##### TEXTO PARA LEITURA #####

Naquele tempo, Jesus tomou consigo Pedro, Tiago e João, e os levou sozinhos a um lugar à parte sobre uma alta montanha. E transfigurou-se diante deles. Suas roupas ficaram brilhantes e tão brancas como nenhuma lavadeira sobre a terra poderia alvejar. Apareceram-lhe Elias e Moisés, e estavam conversando com Jesus. Então Pedro tomou a palavra e disse a Jesus: “Mestre, é bom ficarmos aqui. Vamos fazer três tendas: uma para ti, outra para Moisés e outra para Elias”. Pedro não sabia o que dizer, pois estavam todos com muito medo. Então desceu uma nuvem e os encobriu com sua sombra. E da nuvem saiu uma voz: “Este é o meu Filho amado. Escutai o que ele diz!” E, de repente, olhando em volta, não viram mais ninguém, a não ser somente Jesus com eles. Ao descerem da montanha, Jesus ordenou que não contassem a ninguém o que tinham visto, até que o Filho do Homem tivesse ressuscitado dos mortos. Eles observaram essa ordem, mas comentavam entre si o que queria dizer “ressuscitar dos mortos”.

Todos os anos, nós refletimos no 2.º Domingo da Quaresma sobre o Evangelho da Transfiguração. É um esquema para a Quaresma que a Igreja segue já há muitos séculos. Sempre no 1.º Domingo da Quaresma o Evangelho é o das tentações de Cristo no deserto, e o do 2.º Domingo é o da Transfiguração. Com a reforma litúrgica, temos uma variedade de textos, de maneira que podemos, a cada ano, refletir o episódio da Transfiguração tal qual é apresentado por cada um dos evangelistas. Esse ano, estamos lendo S. Marcos.

#####

--- TAREFAS A FAZER ---
1: No texto sobre a Transfiguração, reescreva tudo desde "Todos os anos, nós" até "lendo S. Marcos.", substituindo "S. Marcos" por "São Marcos".
2: Segundo o texto sobre a Transfiguração, qual é o Evangelho lido sempre no 1.º Domingo da Quaresma?
3: Prossiga o texto sobre a Transfiguração a partir da última frase apresentada.

##### MATERIAL APRESENTADO #####

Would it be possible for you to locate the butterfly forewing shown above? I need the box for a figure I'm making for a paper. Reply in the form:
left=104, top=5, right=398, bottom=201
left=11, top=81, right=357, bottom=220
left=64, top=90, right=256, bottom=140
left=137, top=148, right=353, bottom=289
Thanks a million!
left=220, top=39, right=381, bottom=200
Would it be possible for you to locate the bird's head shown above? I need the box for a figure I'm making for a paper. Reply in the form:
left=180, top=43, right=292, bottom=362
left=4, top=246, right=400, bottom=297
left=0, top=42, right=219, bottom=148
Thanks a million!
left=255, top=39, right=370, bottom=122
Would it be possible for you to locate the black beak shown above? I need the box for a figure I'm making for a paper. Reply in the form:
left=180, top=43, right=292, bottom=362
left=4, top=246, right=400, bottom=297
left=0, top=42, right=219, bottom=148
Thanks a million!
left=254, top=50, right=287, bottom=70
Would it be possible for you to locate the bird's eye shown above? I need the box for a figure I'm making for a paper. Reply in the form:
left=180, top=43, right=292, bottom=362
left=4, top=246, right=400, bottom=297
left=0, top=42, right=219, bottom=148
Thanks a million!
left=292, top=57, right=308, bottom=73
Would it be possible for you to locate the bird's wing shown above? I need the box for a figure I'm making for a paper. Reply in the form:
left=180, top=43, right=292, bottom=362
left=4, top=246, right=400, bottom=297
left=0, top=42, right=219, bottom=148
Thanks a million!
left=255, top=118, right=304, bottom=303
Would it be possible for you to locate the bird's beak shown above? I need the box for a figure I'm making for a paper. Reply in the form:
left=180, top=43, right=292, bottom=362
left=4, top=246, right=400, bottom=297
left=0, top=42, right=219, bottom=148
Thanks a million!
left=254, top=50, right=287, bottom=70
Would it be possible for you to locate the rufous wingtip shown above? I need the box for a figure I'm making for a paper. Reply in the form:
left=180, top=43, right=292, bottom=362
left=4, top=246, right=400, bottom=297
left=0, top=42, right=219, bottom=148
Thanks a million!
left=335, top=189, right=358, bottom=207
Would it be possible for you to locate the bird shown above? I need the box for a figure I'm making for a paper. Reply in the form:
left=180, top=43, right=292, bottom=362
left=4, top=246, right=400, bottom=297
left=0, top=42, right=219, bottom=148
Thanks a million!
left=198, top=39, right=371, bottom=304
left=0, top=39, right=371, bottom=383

#####

--- RESPOSTAS POR TAREFA ---
1:
Todos os anos, nós refletimos no 2.º Domingo da Quaresma sobre o Evangelho da Transfiguração. É um esquema para a Quaresma que a Igreja segue já há muitos séculos. Sempre no 1.º Domingo da Quaresma o Evangelho é o das tentações de Cristo no deserto, e o do 2.º Domingo é o da Transfiguração. Com a reforma litúrgica, temos uma variedade de textos, de maneira que podemos, a cada ano, refletir o episódio da Transfiguração tal qual é apresentado por cada um dos evangelistas. Esse ano, estamos lendo São Marcos.

2: O das tentações de Cristo no deserto.

3:
Aqui vem uma coisa interessante: este ano, o Evangelho de S. Marcos sobre a Transfiguração de Cristo é iluminado pela primeira leitura, embora não pareça que haja algo em comum entre ambos. Na primeira leitura, ouvimos a narrativa do sacrifício de Abraão. Todo o mundo sabe o que aconteceu com Abraão: ele ouvira um chamado de Deus, que lhe pedia que sacrificasse o seu filho, Isaac. Abraão, com uma fé heróica e realmente milagrosa, sobrenatural, conduziu o filho da promessa, sobre quem Deus falara: “É de Isaac que vai nascer uma numerosa descendência”. Isaac era jovem, não se tinha casado ainda, e Deus lhe pediu a vida: “Pega o filho da promessa e sacrifica-o”.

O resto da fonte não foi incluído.